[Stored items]
····················
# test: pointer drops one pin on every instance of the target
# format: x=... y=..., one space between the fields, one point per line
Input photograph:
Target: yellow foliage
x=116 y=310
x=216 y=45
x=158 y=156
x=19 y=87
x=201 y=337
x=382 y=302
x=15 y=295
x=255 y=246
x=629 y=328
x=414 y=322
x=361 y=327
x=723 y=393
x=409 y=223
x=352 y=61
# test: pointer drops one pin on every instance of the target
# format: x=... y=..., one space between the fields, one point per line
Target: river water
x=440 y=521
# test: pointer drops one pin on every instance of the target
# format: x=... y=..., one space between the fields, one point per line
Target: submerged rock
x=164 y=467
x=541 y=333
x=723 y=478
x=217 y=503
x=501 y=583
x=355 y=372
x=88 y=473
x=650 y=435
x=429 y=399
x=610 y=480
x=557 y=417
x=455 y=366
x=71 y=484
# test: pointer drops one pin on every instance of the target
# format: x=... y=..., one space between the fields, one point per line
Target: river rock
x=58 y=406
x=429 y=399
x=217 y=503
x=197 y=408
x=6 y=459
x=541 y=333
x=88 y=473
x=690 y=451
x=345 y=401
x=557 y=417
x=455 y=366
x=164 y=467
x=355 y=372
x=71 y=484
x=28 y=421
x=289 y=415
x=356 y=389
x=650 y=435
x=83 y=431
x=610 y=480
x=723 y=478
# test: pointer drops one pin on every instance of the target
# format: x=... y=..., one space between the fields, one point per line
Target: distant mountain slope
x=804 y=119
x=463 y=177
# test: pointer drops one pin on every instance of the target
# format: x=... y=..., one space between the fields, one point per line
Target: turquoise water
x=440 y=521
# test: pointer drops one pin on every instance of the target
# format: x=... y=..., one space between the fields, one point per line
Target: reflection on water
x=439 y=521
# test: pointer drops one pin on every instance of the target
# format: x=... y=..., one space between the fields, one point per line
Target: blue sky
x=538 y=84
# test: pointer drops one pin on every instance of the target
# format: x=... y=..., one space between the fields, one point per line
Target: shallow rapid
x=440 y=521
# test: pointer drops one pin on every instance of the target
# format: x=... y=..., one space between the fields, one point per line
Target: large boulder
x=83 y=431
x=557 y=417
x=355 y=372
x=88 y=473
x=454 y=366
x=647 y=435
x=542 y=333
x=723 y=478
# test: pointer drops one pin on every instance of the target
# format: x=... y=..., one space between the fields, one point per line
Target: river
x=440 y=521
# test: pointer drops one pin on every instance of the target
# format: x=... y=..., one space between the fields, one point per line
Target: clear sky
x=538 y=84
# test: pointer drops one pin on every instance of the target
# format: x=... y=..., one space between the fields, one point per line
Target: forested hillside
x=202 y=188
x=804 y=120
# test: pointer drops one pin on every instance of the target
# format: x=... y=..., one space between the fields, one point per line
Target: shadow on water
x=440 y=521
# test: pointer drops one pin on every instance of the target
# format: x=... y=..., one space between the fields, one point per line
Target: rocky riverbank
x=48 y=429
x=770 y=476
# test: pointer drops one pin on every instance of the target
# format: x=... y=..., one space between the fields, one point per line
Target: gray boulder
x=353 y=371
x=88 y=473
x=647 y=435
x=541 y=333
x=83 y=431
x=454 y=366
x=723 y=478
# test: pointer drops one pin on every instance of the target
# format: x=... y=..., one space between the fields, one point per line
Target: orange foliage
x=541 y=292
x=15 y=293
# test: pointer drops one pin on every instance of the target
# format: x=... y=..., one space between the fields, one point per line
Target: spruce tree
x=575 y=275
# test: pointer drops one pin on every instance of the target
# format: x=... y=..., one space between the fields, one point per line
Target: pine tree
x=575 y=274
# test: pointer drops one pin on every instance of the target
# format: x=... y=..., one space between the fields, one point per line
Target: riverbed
····················
§ **REQUIREMENTS**: Pick out every line in the records above that contains the string "boulder", treating case as significant.

§ **RESULT**:
Target: large boulder
Target: gray boulder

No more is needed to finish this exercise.